* **Exercise goal**:
Reproduce the entries beneath exactly, without their images.

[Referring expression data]
____

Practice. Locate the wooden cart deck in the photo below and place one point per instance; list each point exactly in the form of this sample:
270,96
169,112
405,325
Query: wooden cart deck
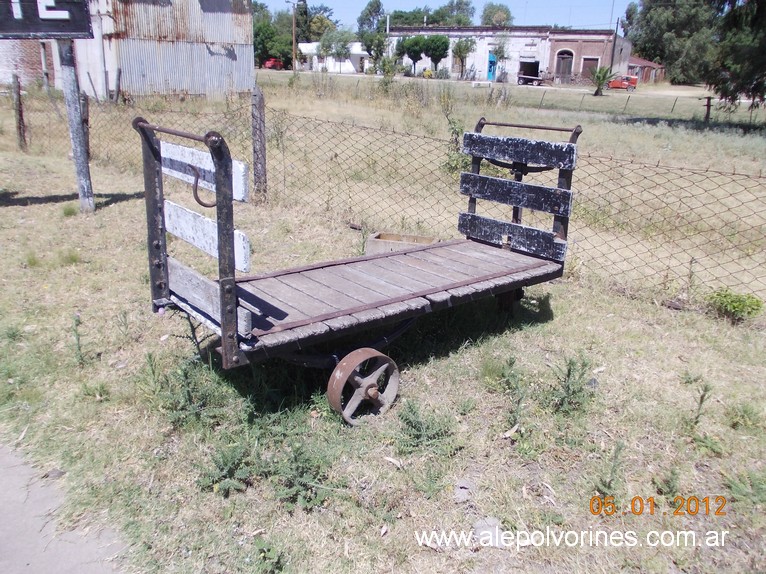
290,310
297,307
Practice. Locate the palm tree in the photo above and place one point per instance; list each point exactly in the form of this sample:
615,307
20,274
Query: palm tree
600,77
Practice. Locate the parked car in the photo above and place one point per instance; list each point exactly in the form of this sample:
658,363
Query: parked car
534,80
273,64
623,83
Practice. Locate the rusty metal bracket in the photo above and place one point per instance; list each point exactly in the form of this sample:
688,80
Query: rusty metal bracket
195,188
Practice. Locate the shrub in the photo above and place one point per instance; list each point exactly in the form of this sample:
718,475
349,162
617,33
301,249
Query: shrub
734,306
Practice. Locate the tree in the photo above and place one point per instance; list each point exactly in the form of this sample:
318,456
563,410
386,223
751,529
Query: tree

____

* **Problem solution**:
Practice. Locate the wooden cart deck in the photo below and place one point per instance; list each point exactly in the form of this sample:
270,96
169,112
405,325
Query: wooden cart deck
290,310
297,307
Practice. Locate the palm tree in the photo above and place one point per instance; list each point exactly in the form of this sample:
615,307
20,274
Query: palm tree
600,77
Practice. Locate the parked car in the photo above and place one point per instance; list each point exactly in the form of this sample:
658,363
Query: parked car
534,80
273,64
623,83
Practice. Locate the rusty metal bracket in the photo above and place one point per instance; list each point exactly in the form of this sample:
688,80
Query: rusty metal bracket
195,188
Practice. Locate the shrub in the photo above and place one point per instance; list each point exactly in the form of this sample:
718,475
349,162
617,33
301,249
Query: shrub
734,306
Practice. Locate the tree in the photo above and place one point per instance; list each point exactly in the form of this sample:
318,456
563,410
386,223
751,529
Query: tree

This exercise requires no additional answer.